## Yazılı Yönerge A
Şiir üzerine yapılan röportaj metninde "Biraz klişe olacak" sözleriyle başlayıp "için teşekkür ediyorum." sözleriyle biten bölümü hiçbir değişiklik yapmadan yeniden yazınız.
## Yazılı Yönerge B
Aşağıdaki ifadelerin her biri için şiir üzerine yapılan röportaj metniyle uyuşup uyuşmadığını "evet" ya da "hayır" diye belirtiniz ve kararınızı dayandırdığınız sözleri metinden aynen alıntılayınız. (i) Röportaj, şair Kenan Kara ile yapılmıştır. (ii) Tek bir kelimenin insan ruhunu nasıl allak bullak edebildiği sorusu çözülmüştür. (iii) Şiir, suskunluğun kelimelere dökülmüş hâli olarak nitelendirilmektedir.

## Belge Alıntısı

========================================================================

Şiir, belki de insanın kalbine dokunan en eski dillerden biri. Duygunun en saf hâli. Bazen sadece bir kelime, bazen sadece bir mısra insana yarasını hatırlatır. Ya da farklı bir dokunuşla yarasına merhem olur. Nasıl oluyor da tek bir kelime ya da tek bir mısra insanın ruhunu allak bullak edebiliyor, hâlâ çözülememiş olsa da bilinen ve kesin olan bir şey var ki şiir her çağda ruha süzülmeyi bilen tılsımlı kelimeler kümesi. Suskunluğun kelimelere dökülmüş o ince hâli. Günümüzde de hızla değişen yaşamın içinde şiir, bence hâlâ bir sığınak… Bir nefes ve anlam arayışı olarak karşımızda duruyor. Bu röportajda da şiirin insan ruhuyla kurduğu bu derin bağın izini sürdük. Şiirleriyle tanınan şair Kenan Kara ile şiir üzerine oldukça keyifli bir röportaj gerçekleştirdik.
Keyifli okumalar.

Biraz klişe olacak ama şiirle ilk kurduğunuz temas nasıldı? Bize şairlik yolculuğunuzun nasıl başladığını, size o ilk dizeyi yazdıran sebebi anlatır mısınız?
Öncelikle bu söyleşi için zaman ayırdığınız için teşekkür ediyorum.

========================================================================

## Sağlanan Bilgiler
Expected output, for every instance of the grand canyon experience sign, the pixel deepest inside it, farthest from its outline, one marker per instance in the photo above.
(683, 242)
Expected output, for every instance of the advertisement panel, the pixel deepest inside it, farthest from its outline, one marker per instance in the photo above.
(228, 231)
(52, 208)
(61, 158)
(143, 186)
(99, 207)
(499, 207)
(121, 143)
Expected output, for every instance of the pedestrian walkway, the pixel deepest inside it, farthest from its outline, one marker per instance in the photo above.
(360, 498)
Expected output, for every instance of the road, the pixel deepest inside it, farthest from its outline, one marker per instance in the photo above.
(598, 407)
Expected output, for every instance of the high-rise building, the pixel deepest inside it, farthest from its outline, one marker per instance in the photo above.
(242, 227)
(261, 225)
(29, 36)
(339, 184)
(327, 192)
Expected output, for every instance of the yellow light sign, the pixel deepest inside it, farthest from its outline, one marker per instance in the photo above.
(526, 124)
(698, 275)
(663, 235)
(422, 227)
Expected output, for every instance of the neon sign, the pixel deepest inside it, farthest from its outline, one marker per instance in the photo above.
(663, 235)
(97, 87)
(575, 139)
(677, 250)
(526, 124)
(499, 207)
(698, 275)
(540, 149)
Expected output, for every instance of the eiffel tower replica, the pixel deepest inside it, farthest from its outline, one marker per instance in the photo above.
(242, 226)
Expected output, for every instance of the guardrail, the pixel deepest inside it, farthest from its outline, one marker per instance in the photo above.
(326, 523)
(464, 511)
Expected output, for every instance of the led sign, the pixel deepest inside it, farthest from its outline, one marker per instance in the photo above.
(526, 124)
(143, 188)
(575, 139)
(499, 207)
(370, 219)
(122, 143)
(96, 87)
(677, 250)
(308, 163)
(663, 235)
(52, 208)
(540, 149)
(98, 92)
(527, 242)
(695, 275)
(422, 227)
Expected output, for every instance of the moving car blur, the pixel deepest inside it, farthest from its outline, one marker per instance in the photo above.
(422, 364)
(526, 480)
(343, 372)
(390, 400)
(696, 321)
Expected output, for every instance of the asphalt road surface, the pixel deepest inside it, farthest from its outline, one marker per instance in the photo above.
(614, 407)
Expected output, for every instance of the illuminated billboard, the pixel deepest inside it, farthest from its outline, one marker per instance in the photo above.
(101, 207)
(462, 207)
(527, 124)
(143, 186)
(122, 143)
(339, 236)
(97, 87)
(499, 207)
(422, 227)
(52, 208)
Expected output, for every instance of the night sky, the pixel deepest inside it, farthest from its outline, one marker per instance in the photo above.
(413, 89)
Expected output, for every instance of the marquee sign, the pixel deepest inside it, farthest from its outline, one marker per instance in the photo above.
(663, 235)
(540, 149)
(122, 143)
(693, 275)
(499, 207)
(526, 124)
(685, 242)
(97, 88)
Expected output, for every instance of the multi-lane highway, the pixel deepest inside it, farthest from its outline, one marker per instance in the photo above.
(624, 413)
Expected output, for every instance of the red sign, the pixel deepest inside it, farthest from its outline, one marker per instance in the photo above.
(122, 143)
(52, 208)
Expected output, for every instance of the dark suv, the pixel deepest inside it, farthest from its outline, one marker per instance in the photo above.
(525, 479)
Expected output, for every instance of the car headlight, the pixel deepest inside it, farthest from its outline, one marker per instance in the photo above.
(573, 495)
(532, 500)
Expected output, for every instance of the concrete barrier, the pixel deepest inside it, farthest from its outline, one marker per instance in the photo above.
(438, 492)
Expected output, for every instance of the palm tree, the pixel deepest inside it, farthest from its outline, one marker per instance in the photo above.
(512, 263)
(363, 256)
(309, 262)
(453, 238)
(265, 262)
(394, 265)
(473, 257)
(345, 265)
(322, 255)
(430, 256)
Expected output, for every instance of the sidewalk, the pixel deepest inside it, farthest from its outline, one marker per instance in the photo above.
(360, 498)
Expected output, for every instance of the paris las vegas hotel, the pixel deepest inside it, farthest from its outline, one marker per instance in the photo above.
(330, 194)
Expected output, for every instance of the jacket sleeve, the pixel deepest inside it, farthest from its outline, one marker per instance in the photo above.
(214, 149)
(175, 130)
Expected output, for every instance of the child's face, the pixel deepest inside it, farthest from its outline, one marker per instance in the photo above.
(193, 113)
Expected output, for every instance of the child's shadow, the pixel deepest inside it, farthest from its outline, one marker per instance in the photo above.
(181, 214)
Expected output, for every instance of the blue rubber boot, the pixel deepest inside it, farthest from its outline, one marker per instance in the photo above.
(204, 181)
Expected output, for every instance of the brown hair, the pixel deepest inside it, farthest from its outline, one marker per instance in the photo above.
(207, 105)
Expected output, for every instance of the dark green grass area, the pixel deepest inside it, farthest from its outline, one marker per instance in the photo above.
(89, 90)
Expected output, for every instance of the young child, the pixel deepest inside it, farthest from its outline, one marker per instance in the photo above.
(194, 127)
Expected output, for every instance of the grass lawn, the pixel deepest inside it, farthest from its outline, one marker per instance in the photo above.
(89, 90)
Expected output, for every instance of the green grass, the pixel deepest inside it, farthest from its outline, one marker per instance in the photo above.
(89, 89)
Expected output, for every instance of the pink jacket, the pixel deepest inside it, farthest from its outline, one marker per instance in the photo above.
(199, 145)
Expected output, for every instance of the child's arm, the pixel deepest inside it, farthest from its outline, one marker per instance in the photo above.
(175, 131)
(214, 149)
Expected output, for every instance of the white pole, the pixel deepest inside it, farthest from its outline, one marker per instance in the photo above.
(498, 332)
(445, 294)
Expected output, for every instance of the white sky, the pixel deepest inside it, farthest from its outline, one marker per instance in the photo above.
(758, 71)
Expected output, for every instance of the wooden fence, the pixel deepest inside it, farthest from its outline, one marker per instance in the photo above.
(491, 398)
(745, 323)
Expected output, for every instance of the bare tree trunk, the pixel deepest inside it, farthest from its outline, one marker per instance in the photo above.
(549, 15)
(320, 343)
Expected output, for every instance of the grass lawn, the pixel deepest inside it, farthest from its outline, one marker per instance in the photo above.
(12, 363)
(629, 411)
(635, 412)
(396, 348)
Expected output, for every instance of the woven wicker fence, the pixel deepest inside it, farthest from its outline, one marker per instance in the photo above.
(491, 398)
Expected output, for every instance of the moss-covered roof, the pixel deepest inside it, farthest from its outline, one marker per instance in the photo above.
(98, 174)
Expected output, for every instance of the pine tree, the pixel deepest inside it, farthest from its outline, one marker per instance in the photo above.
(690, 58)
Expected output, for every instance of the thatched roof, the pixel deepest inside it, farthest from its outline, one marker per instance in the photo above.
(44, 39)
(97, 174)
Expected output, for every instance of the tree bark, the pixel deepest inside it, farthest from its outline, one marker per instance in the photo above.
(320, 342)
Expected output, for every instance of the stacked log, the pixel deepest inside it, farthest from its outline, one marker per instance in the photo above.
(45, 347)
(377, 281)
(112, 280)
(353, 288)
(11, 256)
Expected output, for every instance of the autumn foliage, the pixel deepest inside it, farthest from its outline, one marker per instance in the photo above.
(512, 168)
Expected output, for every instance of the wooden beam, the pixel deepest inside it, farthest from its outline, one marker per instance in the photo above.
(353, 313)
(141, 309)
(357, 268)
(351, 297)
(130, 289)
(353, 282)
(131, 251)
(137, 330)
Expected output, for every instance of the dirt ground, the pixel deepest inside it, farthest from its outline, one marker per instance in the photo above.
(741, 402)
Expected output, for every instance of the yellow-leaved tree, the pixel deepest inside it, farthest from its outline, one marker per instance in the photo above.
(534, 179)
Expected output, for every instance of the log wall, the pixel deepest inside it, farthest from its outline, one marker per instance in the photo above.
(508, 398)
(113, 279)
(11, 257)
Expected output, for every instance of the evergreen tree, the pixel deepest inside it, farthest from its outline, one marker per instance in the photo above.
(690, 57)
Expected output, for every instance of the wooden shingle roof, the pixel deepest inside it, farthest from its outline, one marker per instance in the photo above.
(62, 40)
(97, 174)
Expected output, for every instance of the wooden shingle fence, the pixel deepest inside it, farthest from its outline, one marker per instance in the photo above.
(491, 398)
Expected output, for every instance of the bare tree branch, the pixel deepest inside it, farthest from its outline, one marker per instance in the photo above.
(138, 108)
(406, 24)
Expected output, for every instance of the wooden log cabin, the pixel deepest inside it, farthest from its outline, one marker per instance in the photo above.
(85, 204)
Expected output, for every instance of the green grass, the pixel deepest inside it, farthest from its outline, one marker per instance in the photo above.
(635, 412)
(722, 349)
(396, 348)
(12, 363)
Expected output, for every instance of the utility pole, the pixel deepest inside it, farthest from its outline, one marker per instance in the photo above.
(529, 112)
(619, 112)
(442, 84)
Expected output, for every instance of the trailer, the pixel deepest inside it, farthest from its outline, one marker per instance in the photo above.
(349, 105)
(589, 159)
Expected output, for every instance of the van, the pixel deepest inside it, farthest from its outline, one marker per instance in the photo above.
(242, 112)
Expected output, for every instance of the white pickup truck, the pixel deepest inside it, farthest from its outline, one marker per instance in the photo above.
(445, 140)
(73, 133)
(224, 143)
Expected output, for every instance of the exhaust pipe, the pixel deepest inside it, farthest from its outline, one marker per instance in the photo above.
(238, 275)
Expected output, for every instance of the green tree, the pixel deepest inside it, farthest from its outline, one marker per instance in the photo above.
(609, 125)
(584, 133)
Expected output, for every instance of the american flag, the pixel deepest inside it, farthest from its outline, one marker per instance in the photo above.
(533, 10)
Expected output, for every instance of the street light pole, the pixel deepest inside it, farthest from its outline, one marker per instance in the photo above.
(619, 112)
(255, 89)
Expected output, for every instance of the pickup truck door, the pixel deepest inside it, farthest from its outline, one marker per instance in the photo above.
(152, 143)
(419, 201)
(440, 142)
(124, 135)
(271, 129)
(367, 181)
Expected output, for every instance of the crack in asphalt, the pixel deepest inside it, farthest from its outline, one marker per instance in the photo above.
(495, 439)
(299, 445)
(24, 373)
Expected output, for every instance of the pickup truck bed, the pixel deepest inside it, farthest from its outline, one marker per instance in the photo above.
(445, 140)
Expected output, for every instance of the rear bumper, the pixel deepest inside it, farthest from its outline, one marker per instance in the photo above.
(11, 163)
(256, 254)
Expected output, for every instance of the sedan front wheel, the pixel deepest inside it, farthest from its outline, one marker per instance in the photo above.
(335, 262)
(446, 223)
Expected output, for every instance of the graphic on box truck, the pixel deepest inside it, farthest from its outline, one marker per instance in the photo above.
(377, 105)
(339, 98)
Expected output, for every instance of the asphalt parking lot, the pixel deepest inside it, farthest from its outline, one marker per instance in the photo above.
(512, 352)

========================================================================

## Doğru Yanıt A
Biraz klişe olacak ama şiirle ilk kurduğunuz temas nasıldı? Bize şairlik yolculuğunuzun nasıl başladığını, size o ilk dizeyi yazdıran sebebi anlatır mısınız?
Öncelikle bu söyleşi için zaman ayırdığınız için teşekkür ediyorum.

## Doğru Yanıt B
(i) Evet: "Şiirleriyle tanınan şair Kenan Kara ile şiir üzerine oldukça keyifli bir röportaj gerçekleştirdik."
(ii) Hayır: "hâlâ çözülememiş olsa da"
(iii) Evet: "Suskunluğun kelimelere dökülmüş o ince hâli."